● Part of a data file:
■ ■ ■ ■ ■

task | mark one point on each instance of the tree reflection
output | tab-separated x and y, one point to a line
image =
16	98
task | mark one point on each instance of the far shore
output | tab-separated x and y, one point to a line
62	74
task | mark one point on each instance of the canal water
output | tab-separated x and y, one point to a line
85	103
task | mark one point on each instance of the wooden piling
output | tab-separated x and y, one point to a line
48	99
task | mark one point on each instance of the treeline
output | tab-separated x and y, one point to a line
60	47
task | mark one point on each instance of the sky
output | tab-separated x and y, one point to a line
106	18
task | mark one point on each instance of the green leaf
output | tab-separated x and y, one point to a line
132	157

■ ■ ■ ■ ■

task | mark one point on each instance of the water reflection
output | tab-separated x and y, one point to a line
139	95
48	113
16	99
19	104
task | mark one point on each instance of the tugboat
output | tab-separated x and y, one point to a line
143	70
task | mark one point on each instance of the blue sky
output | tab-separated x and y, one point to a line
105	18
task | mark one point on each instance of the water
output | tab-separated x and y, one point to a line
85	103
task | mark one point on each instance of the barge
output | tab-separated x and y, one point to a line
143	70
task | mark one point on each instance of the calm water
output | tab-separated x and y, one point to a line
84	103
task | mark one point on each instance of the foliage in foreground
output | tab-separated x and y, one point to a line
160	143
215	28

■ ■ ■ ■ ■

● AIM:
Pick out every line of the entries above that contains the word "water", and copy each one. Case counts.

● FINAL ANSWER:
task | mark one point on each instance of the canal water
task | mark one point on each instance of the water reflection
task | mark one point on each instance of the water
task | mark one point on each instance of the calm water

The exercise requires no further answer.